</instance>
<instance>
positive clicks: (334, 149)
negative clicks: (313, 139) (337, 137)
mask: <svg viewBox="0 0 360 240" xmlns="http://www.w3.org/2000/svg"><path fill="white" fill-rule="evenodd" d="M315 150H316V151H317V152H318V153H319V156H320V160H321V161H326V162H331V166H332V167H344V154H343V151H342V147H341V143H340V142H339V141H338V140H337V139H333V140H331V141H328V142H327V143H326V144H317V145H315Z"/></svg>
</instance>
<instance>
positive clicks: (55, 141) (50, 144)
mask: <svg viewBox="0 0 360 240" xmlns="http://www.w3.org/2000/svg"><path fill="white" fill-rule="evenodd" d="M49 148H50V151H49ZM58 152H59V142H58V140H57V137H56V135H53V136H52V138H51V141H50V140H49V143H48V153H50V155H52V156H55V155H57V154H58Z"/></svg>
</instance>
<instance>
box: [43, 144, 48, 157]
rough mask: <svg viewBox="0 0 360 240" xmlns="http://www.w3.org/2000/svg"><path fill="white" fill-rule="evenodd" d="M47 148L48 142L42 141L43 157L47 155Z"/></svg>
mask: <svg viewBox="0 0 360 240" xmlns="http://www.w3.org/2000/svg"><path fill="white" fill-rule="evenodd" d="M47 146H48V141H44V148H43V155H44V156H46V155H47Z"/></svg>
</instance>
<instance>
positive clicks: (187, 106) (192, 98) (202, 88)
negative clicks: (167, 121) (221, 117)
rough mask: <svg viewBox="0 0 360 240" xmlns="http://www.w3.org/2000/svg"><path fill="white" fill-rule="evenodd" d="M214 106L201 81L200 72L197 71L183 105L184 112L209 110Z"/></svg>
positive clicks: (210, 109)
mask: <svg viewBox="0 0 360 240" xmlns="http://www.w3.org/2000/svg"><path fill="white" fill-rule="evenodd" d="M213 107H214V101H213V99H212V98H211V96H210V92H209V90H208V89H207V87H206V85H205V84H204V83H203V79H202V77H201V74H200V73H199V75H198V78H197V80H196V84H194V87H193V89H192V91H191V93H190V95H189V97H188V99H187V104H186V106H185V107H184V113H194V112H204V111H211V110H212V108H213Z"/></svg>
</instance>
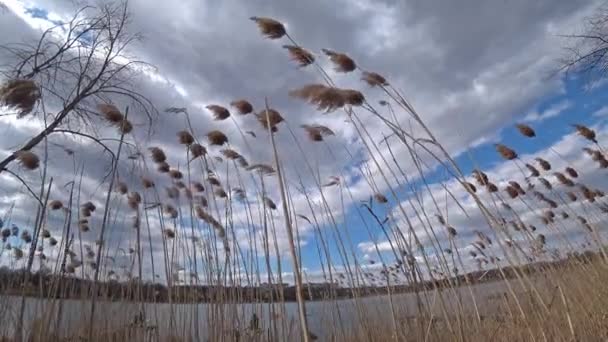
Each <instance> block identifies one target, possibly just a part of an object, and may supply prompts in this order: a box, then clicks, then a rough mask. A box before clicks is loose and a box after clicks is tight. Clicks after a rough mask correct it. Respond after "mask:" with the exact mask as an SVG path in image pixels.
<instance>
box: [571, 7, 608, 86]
mask: <svg viewBox="0 0 608 342" xmlns="http://www.w3.org/2000/svg"><path fill="white" fill-rule="evenodd" d="M562 37H565V38H567V39H569V40H570V45H568V46H567V47H566V48H565V49H566V54H565V56H564V57H563V58H562V59H561V60H560V70H561V71H564V72H566V73H577V74H582V75H585V76H588V77H590V78H591V79H598V78H603V77H605V76H606V73H607V72H608V4H604V5H602V6H599V7H598V8H597V9H596V11H595V12H594V14H593V15H592V16H590V17H588V18H587V19H586V22H585V26H584V30H583V33H580V34H570V35H564V36H562Z"/></svg>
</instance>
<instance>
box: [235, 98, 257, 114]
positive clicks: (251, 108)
mask: <svg viewBox="0 0 608 342" xmlns="http://www.w3.org/2000/svg"><path fill="white" fill-rule="evenodd" d="M230 105H231V106H232V107H234V108H236V110H237V112H238V113H239V114H241V115H247V114H249V113H251V112H253V106H252V105H251V103H249V101H247V100H235V101H232V102H230Z"/></svg>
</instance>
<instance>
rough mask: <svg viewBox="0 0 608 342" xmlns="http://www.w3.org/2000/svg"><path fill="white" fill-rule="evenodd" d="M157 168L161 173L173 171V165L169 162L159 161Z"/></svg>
mask: <svg viewBox="0 0 608 342" xmlns="http://www.w3.org/2000/svg"><path fill="white" fill-rule="evenodd" d="M156 169H157V170H158V172H160V173H168V172H169V171H171V166H169V164H168V163H167V162H161V163H158V166H157V167H156Z"/></svg>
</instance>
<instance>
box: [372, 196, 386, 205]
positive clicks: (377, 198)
mask: <svg viewBox="0 0 608 342" xmlns="http://www.w3.org/2000/svg"><path fill="white" fill-rule="evenodd" d="M374 199H375V200H376V202H378V203H381V204H383V203H388V198H386V196H384V195H383V194H381V193H376V194H374Z"/></svg>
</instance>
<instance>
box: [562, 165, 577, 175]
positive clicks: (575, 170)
mask: <svg viewBox="0 0 608 342" xmlns="http://www.w3.org/2000/svg"><path fill="white" fill-rule="evenodd" d="M565 171H566V173H567V174H568V175H569V176H570V177H572V178H578V172H577V171H576V170H575V169H574V168H572V167H570V166H568V167H566V169H565Z"/></svg>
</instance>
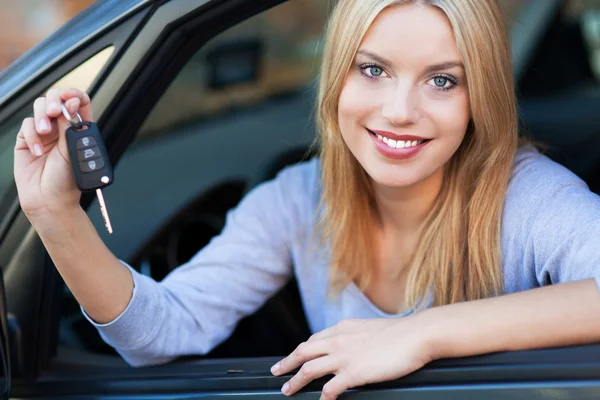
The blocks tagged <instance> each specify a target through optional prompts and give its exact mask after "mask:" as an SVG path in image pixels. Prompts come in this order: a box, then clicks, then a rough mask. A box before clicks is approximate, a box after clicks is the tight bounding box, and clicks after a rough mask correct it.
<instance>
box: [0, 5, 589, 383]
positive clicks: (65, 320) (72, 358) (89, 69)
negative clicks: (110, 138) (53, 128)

----

What you output should match the records line for line, minus the pictures.

ANSWER FOR THE TASK
</instance>
<instance>
positive clicks: (334, 149)
negative clicks: (313, 139) (337, 137)
mask: <svg viewBox="0 0 360 240" xmlns="http://www.w3.org/2000/svg"><path fill="white" fill-rule="evenodd" d="M315 150H316V151H317V152H318V153H319V156H320V160H321V161H326V162H331V166H332V167H344V154H343V151H342V147H341V143H340V142H339V141H338V140H337V139H333V140H331V141H328V142H327V143H326V144H317V145H315Z"/></svg>
</instance>
<instance>
positive clicks: (55, 141) (50, 144)
mask: <svg viewBox="0 0 360 240" xmlns="http://www.w3.org/2000/svg"><path fill="white" fill-rule="evenodd" d="M49 148H50V151H49ZM58 152H59V142H58V140H57V137H56V135H53V136H52V138H51V141H50V140H49V143H48V153H50V155H52V156H55V155H57V154H58Z"/></svg>
</instance>
<instance>
box: [43, 144, 48, 157]
rough mask: <svg viewBox="0 0 360 240" xmlns="http://www.w3.org/2000/svg"><path fill="white" fill-rule="evenodd" d="M47 148L48 142L42 141L43 157L47 155Z"/></svg>
mask: <svg viewBox="0 0 360 240" xmlns="http://www.w3.org/2000/svg"><path fill="white" fill-rule="evenodd" d="M47 146H48V141H44V148H43V155H44V156H46V155H47Z"/></svg>
</instance>
<instance>
positive clicks: (187, 106) (192, 98) (202, 88)
negative clicks: (167, 121) (221, 117)
rough mask: <svg viewBox="0 0 360 240" xmlns="http://www.w3.org/2000/svg"><path fill="white" fill-rule="evenodd" d="M214 106L201 81L200 72L197 71L183 105L184 112L209 110Z"/></svg>
positive clicks: (210, 109)
mask: <svg viewBox="0 0 360 240" xmlns="http://www.w3.org/2000/svg"><path fill="white" fill-rule="evenodd" d="M213 107H214V101H213V99H212V98H211V96H210V92H209V90H208V89H207V87H206V85H205V84H204V83H203V79H202V77H201V74H200V73H199V75H198V78H197V80H196V84H194V87H193V89H192V91H191V93H190V95H189V97H188V99H187V104H186V106H185V107H184V113H194V112H204V111H211V110H212V108H213Z"/></svg>
</instance>
Each <instance> block identifies one target, possibly just a part of an object, and may supply prompts in this order: a box, then clicks, then a rough mask. A box before clicks is loose and a box after clicks is tight. Clicks after a rough mask correct it. Respond after "mask:" with the exact mask as an SVG path in image pixels.
<instance>
box: [571, 7, 608, 86]
mask: <svg viewBox="0 0 608 342" xmlns="http://www.w3.org/2000/svg"><path fill="white" fill-rule="evenodd" d="M562 37H565V38H567V39H569V40H570V45H568V46H567V47H566V48H565V49H566V54H565V56H564V57H563V58H562V59H561V60H560V70H561V71H564V72H566V73H577V74H582V75H585V76H588V77H590V78H591V79H598V78H603V77H605V76H606V73H607V72H608V4H604V5H602V6H599V7H598V8H597V9H596V11H595V12H594V14H593V15H592V16H590V17H588V18H587V19H586V22H585V26H584V30H583V33H580V34H570V35H564V36H562Z"/></svg>
</instance>
<instance>
box: [235, 98, 257, 114]
positive clicks: (251, 108)
mask: <svg viewBox="0 0 608 342" xmlns="http://www.w3.org/2000/svg"><path fill="white" fill-rule="evenodd" d="M230 105H231V106H232V107H234V108H236V110H237V112H238V113H239V114H241V115H247V114H249V113H251V112H253V106H252V105H251V103H249V101H247V100H235V101H232V102H230Z"/></svg>
</instance>
<instance>
rough mask: <svg viewBox="0 0 608 342" xmlns="http://www.w3.org/2000/svg"><path fill="white" fill-rule="evenodd" d="M157 168L161 173L173 171V165L169 162L159 161Z"/></svg>
mask: <svg viewBox="0 0 608 342" xmlns="http://www.w3.org/2000/svg"><path fill="white" fill-rule="evenodd" d="M156 169H157V170H158V172H160V173H168V172H169V171H171V166H169V164H168V163H167V162H161V163H158V166H157V167H156Z"/></svg>
</instance>
<instance>
box: [372, 196, 386, 205]
positive clicks: (377, 198)
mask: <svg viewBox="0 0 608 342" xmlns="http://www.w3.org/2000/svg"><path fill="white" fill-rule="evenodd" d="M374 199H375V200H376V202H378V203H381V204H383V203H388V198H386V196H384V195H383V194H381V193H376V194H374Z"/></svg>
</instance>
<instance>
box: [562, 165, 577, 175]
positive clicks: (575, 170)
mask: <svg viewBox="0 0 608 342" xmlns="http://www.w3.org/2000/svg"><path fill="white" fill-rule="evenodd" d="M565 171H566V173H567V174H568V175H569V176H570V177H572V178H578V172H577V171H576V170H575V169H574V168H572V167H570V166H568V167H566V169H565Z"/></svg>
</instance>
The blocks tagged <instance> each specify a target through optional prompts and give its exact mask after "mask:" as an SVG path in image pixels. Prompts come in this order: a box, then clicks, then a rough mask. A box before clicks is approximate, a box after clicks is the tight bounding box, and clicks after a rough mask correct it.
<instance>
box: [0, 5, 589, 383]
positive clicks: (65, 320) (72, 358) (89, 69)
negative clicks: (110, 138) (53, 128)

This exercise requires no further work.